#### [Page extract]

.....

Tuesday, July 14, 2015

How To: Horoscopes

Yeah, yeah, yeah. It's been a bajillion years. Calm down. I don't do interesting things, so I've decided to write about your futures. Mwa ha ha ha!

It'll probably be great, but also, I'm not a skilled horoscope writer so have patience, you snerbs. Also, these horoscopes will be your future for the next year, because I'm lazy and don't want to write them continuously. Plus, the chances that something I write comes true in a whole year are pretty good. I guess. Unless I write something like, "You'll walk to the moon." Because that's physically impossible. So, here we go!

ARIES (March 21- April 19): You, my strange friend, are about to have the weirdest year of your life. You'll probably find a large mammal, but actually it will just be a reptile dressed as a mammal, because people are inherently afraid of reptiles. This speaks to your ambition to be yourself and not hide under the cloak of a furry animal, instead putting your scales our where everyone can see them. Fear not, because there are still those who love their reptilic beasts.

TAURUS (April 20- May 20): You will stop creating things for a little while, because you will be very busy with an intriguing article of clothing. It may be colorful, but more likely, this piece of clothing will be dark and mysterious. It will require your full attention to discover its true purpose, and whether or not it is worthy of your time, and when you determine if you should like to keep it close, you will once again be confronted with art. Don't mingle the art with the mystery.

GEMINI (May 21- June 20): An angry anonymous philosopher once said, "Many people think that the world is there for them, but in reality, the world is there for everyone else." This saying will resonate with you as you explore uncharted territory in an underwater adventure. Be sure to keep close tabs on everything you see, because nothing is not of use to you. Pay special attention to anything that reminds you of french horns.

CANCER (June 21- July 22): Many things that you come in contact with are overrated. Anything that looks like it might be worth some substantial value should be treated with the utmost disrespect. Don't forget to polish your garbage every three hours, because it often feels under-appreciated.

LEO (July 23- August 22): If you like reading, this is your year. You may become a fluent reader of all of the languages of the world, and at the very least, you will learn one new word from a language you already speak. You might think this is not an accomplishment, but if you think about it, any learning is better than being dead.

VIRGO (August 23- September 22): A boulder can stand in your way without being an obstacle. There are always ways to get around your problems, and this year will provide ample opportunity to prove your problem solving skills are adequate. If you find yourself facing a mountain, just make sure you've brought your hammer to chisel away at the rock. Even if it takes forever, it's better than turning around and going back.

.....

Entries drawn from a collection
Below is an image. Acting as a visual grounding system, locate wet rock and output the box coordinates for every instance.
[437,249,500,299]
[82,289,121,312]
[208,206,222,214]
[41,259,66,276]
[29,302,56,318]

.....

#### [About this task]
Reproduce verbatim the stretch of the horoscope post from "How To: Horoscopes" through "here we go!".

#### [Expected answer]
How To: Horoscopes

Yeah, yeah, yeah. It's been a bajillion years. Calm down. I don't do interesting things, so I've decided to write about your futures. Mwa ha ha ha!

It'll probably be great, but also, I'm not a skilled horoscope writer so have patience, you snerbs. Also, these horoscopes will be your future for the next year, because I'm lazy and don't want to write them continuously. Plus, the chances that something I write comes true in a whole year are pretty good. I guess. Unless I write something like, "You'll walk to the moon." Because that's physically impossible. So, here we go!